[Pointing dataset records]
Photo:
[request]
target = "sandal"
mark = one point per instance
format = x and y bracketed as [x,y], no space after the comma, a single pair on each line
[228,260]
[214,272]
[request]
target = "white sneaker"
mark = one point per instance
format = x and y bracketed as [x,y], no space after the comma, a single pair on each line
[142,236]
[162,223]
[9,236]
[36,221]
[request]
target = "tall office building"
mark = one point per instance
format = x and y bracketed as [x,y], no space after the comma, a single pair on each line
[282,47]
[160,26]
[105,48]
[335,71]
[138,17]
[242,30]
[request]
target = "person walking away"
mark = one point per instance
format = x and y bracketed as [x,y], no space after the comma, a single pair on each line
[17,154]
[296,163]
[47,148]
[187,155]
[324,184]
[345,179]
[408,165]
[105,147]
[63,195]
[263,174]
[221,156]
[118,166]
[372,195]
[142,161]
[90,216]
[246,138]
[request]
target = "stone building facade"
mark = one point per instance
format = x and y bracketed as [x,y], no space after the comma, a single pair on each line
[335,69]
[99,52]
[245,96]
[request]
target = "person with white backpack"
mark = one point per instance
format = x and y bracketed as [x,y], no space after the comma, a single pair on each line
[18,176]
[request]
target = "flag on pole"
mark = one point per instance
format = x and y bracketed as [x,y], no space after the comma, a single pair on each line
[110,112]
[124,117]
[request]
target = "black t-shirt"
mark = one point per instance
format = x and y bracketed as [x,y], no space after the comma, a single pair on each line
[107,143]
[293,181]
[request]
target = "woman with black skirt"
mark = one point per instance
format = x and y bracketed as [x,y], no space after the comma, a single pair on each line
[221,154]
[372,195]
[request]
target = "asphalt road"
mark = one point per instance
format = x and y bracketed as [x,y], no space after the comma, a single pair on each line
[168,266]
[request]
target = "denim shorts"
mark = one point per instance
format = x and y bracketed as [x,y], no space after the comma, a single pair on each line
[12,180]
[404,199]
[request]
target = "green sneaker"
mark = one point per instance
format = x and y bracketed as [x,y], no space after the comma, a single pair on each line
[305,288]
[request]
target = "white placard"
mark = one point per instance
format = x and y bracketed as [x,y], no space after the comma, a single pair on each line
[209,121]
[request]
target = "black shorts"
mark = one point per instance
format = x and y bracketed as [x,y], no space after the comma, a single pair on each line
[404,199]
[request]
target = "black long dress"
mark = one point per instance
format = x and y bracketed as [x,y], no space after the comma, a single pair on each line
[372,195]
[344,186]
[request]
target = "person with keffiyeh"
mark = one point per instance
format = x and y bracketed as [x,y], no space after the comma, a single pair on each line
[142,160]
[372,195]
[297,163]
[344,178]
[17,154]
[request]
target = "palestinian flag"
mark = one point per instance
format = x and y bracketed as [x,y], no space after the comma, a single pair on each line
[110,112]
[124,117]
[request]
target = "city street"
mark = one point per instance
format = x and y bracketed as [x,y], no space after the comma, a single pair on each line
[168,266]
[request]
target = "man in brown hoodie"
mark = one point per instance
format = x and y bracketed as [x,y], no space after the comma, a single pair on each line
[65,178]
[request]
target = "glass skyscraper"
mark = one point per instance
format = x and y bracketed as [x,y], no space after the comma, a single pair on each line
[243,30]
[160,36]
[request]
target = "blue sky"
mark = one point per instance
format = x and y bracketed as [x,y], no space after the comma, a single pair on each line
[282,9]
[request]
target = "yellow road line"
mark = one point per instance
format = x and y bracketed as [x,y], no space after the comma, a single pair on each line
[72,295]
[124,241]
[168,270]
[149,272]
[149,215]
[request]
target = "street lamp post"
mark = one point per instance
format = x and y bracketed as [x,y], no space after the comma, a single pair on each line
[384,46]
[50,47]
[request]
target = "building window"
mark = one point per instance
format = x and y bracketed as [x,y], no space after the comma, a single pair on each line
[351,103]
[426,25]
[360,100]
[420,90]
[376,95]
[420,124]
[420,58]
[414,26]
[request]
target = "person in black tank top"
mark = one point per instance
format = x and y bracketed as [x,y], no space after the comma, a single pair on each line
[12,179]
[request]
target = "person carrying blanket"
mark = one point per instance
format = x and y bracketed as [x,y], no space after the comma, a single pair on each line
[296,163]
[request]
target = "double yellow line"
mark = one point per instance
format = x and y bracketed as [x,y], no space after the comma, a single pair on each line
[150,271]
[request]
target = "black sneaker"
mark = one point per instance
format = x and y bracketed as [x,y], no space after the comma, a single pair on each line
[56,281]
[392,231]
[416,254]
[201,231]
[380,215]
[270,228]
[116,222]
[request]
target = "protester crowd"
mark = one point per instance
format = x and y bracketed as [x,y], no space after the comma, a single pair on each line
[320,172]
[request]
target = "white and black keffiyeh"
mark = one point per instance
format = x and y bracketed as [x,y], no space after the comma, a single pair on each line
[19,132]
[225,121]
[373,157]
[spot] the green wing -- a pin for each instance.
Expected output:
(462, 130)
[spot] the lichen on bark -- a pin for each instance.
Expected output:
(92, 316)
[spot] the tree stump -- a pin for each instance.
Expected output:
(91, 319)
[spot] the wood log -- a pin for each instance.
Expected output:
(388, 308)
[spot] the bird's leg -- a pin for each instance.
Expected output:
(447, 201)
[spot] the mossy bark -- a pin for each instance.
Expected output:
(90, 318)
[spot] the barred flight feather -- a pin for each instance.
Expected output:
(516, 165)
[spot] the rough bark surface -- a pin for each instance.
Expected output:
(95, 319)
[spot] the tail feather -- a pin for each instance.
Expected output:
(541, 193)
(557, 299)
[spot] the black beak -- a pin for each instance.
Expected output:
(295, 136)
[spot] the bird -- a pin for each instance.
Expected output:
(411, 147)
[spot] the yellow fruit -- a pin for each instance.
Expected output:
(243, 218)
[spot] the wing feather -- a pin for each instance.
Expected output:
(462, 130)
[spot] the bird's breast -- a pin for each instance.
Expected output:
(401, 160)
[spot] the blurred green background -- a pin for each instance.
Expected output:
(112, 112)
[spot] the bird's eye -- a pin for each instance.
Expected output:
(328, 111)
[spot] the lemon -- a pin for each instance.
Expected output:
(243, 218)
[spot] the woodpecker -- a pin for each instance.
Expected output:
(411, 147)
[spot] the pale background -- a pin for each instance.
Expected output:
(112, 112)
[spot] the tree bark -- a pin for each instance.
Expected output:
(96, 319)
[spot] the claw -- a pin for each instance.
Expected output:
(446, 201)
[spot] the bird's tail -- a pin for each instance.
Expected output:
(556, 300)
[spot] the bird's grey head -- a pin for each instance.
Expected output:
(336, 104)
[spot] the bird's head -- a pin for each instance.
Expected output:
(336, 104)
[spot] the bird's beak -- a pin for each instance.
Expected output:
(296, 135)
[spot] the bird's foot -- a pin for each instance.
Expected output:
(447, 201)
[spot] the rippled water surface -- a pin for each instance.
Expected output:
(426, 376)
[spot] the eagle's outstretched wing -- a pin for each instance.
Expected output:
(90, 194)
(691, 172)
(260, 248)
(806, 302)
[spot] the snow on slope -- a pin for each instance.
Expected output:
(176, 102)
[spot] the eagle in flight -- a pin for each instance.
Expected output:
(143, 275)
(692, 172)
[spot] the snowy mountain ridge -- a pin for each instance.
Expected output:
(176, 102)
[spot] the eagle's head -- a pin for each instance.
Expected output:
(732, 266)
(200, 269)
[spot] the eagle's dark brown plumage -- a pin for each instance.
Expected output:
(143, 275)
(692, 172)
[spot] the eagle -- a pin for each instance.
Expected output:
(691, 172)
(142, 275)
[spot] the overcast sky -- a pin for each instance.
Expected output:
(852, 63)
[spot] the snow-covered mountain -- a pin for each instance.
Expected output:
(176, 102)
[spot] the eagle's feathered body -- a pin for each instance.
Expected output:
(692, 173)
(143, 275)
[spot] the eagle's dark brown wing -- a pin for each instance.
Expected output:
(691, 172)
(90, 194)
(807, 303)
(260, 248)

WORK REQUIRED – Copy exactly, and only, the lines from the one containing "[spot] the wing" through the last line of the listing.

CORRECT RESULT –
[spot] the wing feather -- a pin for each instance.
Expected output:
(462, 130)
[spot] the bird's breast -- a pin for each instance.
Expected output:
(401, 160)
[spot] the blurred green background -- a pin for each instance.
Expected output:
(112, 112)
[spot] the bird's eye -- a pin for each instance.
Expected output:
(328, 111)
[spot] the lemon -- a pin for each instance.
Expected output:
(243, 218)
[spot] the woodpecker -- a pin for each instance.
Expected output:
(411, 147)
[spot] the pale background -- a pin for each instance.
Expected output:
(112, 112)
[spot] the tree bark -- a pin for each instance.
Expected output:
(96, 319)
[spot] the claw -- a pin for each instance.
Expected output:
(446, 201)
[spot] the bird's tail -- a pin for each instance.
Expected output:
(556, 300)
[spot] the bird's grey head -- a pin for each instance.
Expected output:
(336, 104)
[spot] the bird's head -- a pin for each instance.
Expected output:
(336, 104)
[spot] the bird's beak -- a pin for each instance.
Expected output:
(296, 135)
[spot] the bird's foot -- a pin for each instance.
Expected output:
(447, 201)
[spot] the rippled water surface -- a pin for each instance.
Expected output:
(426, 376)
[spot] the eagle's outstretched wing -- a pin for each instance.
Expected output:
(90, 194)
(691, 172)
(260, 248)
(806, 302)
[spot] the snow on slope -- a pin for each instance.
Expected output:
(176, 102)
[spot] the eagle in flight -- a pin for each instance.
Expected output:
(143, 275)
(692, 172)
[spot] the snowy mountain ridge -- a pin for each instance.
Expected output:
(176, 102)
[spot] the eagle's head -- a pin for each instance.
Expected output:
(732, 266)
(200, 269)
[spot] the eagle's dark brown plumage -- a pin for each instance.
Expected output:
(143, 275)
(692, 172)
[spot] the eagle -- a pin for each instance.
Expected output:
(691, 172)
(142, 275)
[spot] the overcast sky -- a pin for each instance.
Expected output:
(852, 63)
[spot] the snow-covered mountain -- a pin for each instance.
Expected output:
(176, 102)
[spot] the eagle's feathered body -- a pin for each instance.
Expected output:
(692, 173)
(143, 275)
[spot] the eagle's dark brown wing -- a pin for each instance.
Expected output:
(691, 172)
(90, 194)
(807, 303)
(260, 248)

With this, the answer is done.